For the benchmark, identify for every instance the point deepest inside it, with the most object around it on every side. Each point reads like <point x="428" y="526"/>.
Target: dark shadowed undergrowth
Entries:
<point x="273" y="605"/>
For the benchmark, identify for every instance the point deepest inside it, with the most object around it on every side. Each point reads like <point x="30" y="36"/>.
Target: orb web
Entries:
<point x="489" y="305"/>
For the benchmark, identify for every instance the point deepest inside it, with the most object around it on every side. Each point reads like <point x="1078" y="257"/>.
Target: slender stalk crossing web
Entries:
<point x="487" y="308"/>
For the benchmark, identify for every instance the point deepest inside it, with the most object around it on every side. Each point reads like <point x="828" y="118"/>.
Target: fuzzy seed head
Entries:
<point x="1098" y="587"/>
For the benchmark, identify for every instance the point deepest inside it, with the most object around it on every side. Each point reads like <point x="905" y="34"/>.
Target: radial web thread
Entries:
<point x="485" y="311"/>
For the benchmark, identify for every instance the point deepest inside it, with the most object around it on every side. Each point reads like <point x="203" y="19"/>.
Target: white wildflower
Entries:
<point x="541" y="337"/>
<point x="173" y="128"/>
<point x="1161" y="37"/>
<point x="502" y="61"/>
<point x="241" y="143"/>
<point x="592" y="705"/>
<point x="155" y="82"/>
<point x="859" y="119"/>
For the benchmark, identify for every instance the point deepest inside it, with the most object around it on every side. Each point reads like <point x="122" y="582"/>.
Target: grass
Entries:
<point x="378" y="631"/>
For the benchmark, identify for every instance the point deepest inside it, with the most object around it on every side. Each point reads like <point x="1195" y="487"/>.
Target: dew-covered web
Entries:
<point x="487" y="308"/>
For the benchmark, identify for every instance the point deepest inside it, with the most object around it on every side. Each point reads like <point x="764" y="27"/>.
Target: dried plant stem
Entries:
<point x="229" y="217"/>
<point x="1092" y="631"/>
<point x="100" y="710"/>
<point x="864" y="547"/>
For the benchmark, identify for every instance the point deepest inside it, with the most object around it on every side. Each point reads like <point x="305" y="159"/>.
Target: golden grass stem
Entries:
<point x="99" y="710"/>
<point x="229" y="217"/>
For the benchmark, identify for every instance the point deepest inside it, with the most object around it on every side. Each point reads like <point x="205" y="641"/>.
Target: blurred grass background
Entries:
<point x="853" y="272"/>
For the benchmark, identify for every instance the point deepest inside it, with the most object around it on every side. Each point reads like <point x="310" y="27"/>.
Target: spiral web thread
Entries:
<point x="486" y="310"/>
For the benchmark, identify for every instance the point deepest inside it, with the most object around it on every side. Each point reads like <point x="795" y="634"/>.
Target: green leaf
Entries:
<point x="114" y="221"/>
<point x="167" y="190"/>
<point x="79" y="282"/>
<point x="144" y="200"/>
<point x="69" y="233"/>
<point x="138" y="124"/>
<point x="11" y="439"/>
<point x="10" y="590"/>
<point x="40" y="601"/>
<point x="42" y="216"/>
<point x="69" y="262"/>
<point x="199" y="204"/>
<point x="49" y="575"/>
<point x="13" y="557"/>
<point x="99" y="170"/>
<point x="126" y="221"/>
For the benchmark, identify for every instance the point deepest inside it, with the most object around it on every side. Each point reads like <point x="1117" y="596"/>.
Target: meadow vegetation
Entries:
===
To be done: Write out the material exactly as given.

Correct result:
For the benchmark, identify for every instance the point deepest inside it, with the most object around it on every side. Each point reads like <point x="428" y="526"/>.
Target: dark shadowed undergrowth
Entries:
<point x="273" y="605"/>
For the benchmark, identify for every instance the point deepest inside it, with the most object around it on every side. Each point reads like <point x="30" y="36"/>.
Target: orb web
Entries:
<point x="489" y="305"/>
For the benchmark, identify for every instance the point deepest inside it, with the most object around it on every side. Each point reads like <point x="1078" y="257"/>.
Target: slender stalk crossing web
Entries:
<point x="487" y="308"/>
For the benchmark, identify for every instance the point deepest inside it, with the most object around it on every side. Each point reads like <point x="828" y="118"/>.
Target: fuzzy seed head
Entries:
<point x="1098" y="587"/>
For the benchmark, identify for every instance the point deepest inside it, with the most object around it on every side. Each point reads like <point x="905" y="34"/>.
Target: radial web thread
Entries:
<point x="485" y="311"/>
For the benchmark, identify for every instance the point deepest inside it, with the most object around it on every side. Each point reads like <point x="203" y="19"/>.
Target: white wildflower
Entries:
<point x="541" y="337"/>
<point x="173" y="128"/>
<point x="1161" y="37"/>
<point x="502" y="61"/>
<point x="241" y="143"/>
<point x="592" y="705"/>
<point x="155" y="82"/>
<point x="859" y="119"/>
For the benchmark, identify for every instance the point deepest inside it, with the most object around it on every side. Each point reads like <point x="122" y="582"/>.
Target: grass
Entries:
<point x="378" y="631"/>
For the benchmark, identify for every instance the point deepest inside it, with the most object around it on every side. Each point reads like <point x="1195" y="487"/>.
Target: dew-covered web
Entries:
<point x="487" y="308"/>
For the benchmark, identify for every instance the point deepest inside it, with the most object around it on every side. Each point reads like <point x="764" y="27"/>.
Target: dried plant stem
Entries:
<point x="229" y="217"/>
<point x="1092" y="631"/>
<point x="100" y="710"/>
<point x="864" y="547"/>
For the benchmark, identify for every instance the point deepest inside it, with the most object around it on every side. Each point reads like <point x="305" y="159"/>.
Target: golden grass stem
Entries:
<point x="99" y="710"/>
<point x="229" y="217"/>
For the benchmark, identify for every instance the point deepest inside it, with the most object around it on every side. Each point reads like <point x="205" y="641"/>.
Target: blurred grass background
Entries:
<point x="853" y="272"/>
For the benchmark, identify for every instance the point deepest inside it, with the most object around it on every side. Each point reads like <point x="310" y="27"/>.
Target: spiral web thread
Entries:
<point x="486" y="310"/>
For the benchmark, identify for every instance the point deepest inside it, with the most object around it on every side. Each point reads like <point x="795" y="634"/>.
Target: green leaf
Entries:
<point x="114" y="221"/>
<point x="167" y="190"/>
<point x="79" y="282"/>
<point x="144" y="200"/>
<point x="69" y="233"/>
<point x="138" y="124"/>
<point x="11" y="439"/>
<point x="10" y="590"/>
<point x="40" y="601"/>
<point x="42" y="216"/>
<point x="69" y="262"/>
<point x="199" y="204"/>
<point x="49" y="575"/>
<point x="13" y="557"/>
<point x="99" y="170"/>
<point x="126" y="221"/>
For the benchmark, identify for every instance the point deepest inside it, with the most object around it on every side. Each point reads like <point x="1117" y="596"/>.
Target: meadow vegetation
Entries:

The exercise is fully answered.